» **Task item**
Write out the stretch of lines below that begins at the line with "Check that each instance of the concrete" and ends at the line with "Check that each instance of the two-story", including both, exactly as given and nothing more.

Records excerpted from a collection
┄┄┄┄┄┄┄┄┄┄
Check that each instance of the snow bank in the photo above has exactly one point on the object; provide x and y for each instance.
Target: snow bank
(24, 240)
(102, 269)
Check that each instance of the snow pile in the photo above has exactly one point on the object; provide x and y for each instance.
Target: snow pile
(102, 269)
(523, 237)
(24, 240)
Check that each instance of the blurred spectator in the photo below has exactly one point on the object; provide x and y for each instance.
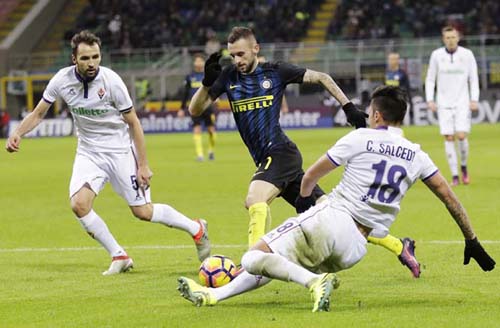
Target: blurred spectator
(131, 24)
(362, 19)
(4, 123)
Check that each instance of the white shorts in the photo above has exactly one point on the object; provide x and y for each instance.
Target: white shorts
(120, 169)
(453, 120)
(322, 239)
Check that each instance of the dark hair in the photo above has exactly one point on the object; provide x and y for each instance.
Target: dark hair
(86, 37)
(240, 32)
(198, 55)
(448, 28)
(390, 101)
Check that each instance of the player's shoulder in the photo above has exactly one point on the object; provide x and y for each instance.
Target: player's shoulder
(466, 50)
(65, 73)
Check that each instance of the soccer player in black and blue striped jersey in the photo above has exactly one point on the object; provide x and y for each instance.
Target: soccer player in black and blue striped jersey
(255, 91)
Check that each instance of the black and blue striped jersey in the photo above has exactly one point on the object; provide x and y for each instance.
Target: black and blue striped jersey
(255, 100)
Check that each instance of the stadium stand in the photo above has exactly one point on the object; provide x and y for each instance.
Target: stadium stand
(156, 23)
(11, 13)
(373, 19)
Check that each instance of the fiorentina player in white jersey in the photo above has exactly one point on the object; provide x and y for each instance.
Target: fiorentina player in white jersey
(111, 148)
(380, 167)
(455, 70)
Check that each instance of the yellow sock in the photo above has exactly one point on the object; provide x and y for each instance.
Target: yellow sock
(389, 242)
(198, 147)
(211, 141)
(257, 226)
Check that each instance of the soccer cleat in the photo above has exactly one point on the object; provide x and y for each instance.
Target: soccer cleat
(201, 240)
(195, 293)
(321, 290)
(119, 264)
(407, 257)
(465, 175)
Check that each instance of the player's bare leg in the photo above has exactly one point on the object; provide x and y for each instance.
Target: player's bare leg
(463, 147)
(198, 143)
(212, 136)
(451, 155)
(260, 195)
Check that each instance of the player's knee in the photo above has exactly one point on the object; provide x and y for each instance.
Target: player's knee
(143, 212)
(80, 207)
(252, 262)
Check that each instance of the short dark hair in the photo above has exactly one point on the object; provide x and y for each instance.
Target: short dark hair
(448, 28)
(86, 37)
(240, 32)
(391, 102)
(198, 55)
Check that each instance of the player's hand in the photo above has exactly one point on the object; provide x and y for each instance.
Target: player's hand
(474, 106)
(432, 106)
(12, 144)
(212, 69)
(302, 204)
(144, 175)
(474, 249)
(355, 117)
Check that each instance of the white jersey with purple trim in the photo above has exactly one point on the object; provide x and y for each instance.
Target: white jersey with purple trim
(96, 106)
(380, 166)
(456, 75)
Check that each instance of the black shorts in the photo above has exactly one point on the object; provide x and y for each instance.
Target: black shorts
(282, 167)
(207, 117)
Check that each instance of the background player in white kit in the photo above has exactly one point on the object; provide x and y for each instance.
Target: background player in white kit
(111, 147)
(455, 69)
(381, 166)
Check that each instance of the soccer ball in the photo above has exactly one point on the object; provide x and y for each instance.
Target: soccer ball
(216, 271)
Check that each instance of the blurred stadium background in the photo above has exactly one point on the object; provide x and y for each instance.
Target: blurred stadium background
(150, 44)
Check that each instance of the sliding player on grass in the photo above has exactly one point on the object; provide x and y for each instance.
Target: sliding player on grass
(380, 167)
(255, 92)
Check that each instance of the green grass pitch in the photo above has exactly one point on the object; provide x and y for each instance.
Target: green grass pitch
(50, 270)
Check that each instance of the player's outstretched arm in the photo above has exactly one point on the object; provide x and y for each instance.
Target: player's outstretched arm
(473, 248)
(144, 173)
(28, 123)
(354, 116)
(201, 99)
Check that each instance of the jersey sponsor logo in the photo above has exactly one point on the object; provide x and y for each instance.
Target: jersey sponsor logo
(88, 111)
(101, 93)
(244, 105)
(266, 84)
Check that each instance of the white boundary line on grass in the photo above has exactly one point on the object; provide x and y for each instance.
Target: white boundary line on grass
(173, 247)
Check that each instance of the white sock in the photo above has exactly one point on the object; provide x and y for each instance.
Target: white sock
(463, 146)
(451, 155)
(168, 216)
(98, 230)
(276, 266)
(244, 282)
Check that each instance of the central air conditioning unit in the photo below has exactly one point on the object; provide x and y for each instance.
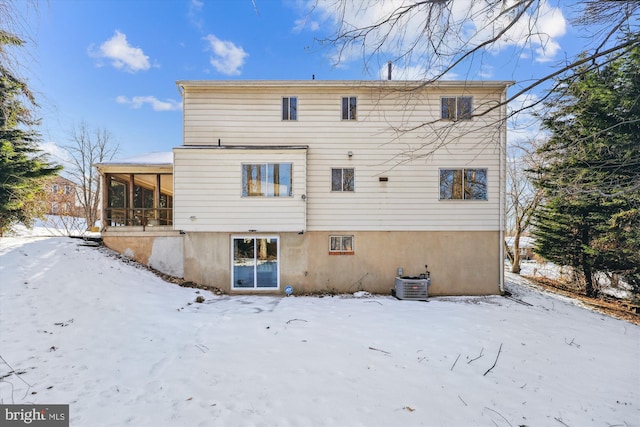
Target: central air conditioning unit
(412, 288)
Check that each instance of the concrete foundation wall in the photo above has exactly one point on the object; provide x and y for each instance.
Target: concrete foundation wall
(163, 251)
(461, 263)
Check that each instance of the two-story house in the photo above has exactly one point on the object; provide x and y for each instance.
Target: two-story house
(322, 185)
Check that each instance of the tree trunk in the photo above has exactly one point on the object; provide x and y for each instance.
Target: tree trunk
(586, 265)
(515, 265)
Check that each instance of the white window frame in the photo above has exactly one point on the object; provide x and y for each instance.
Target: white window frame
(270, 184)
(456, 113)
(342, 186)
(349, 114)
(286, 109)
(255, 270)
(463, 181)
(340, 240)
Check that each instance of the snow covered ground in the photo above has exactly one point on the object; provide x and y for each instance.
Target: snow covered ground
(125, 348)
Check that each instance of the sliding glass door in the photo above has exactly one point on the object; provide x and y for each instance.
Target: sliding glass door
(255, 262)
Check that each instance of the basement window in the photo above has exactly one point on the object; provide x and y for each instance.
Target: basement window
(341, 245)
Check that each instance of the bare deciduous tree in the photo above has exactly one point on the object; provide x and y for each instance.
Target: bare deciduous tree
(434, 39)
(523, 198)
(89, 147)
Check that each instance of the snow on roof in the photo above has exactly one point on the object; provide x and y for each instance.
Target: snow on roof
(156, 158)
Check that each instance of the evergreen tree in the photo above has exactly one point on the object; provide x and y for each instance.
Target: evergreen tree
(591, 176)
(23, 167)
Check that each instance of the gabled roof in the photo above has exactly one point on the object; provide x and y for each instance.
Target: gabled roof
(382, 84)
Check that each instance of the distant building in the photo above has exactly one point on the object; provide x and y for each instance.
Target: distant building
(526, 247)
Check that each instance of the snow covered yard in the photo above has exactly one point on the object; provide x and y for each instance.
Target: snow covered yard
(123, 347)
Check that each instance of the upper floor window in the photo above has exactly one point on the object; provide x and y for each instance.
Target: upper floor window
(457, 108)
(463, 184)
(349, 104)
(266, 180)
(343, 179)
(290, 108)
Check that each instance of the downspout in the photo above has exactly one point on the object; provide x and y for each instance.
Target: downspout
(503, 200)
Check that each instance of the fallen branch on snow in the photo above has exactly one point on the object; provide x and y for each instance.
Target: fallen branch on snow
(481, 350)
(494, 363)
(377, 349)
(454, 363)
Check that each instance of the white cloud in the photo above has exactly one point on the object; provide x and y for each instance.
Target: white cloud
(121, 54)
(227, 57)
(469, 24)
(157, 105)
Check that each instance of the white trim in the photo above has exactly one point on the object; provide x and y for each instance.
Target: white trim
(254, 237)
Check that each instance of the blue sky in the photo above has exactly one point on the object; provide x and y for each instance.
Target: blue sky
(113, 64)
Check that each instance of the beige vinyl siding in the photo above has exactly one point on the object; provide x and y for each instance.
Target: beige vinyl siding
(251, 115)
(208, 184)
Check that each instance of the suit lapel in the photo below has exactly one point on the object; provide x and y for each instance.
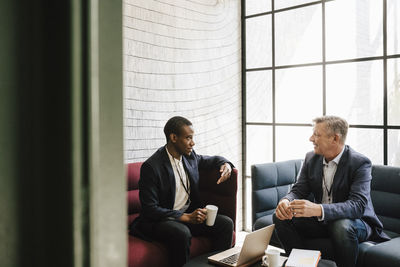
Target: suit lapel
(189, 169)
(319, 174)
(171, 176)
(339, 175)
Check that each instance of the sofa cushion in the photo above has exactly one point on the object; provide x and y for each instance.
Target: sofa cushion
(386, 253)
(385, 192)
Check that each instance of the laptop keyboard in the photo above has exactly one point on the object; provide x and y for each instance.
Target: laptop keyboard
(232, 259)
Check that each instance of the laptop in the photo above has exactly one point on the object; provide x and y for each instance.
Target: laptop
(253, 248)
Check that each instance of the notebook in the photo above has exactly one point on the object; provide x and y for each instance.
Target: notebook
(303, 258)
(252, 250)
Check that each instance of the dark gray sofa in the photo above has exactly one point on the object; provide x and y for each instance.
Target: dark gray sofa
┄┄┄┄┄┄┄┄┄┄
» **Output of the exercise**
Check that each instance of the concrete foundation wall in the photo above has exactly one point on the object; provide x and y for each instance.
Target: concrete foundation wall
(163, 251)
(461, 263)
Check that each instance of the two-story house in the photo above has exactly one point on the object; provide x and y for each instance.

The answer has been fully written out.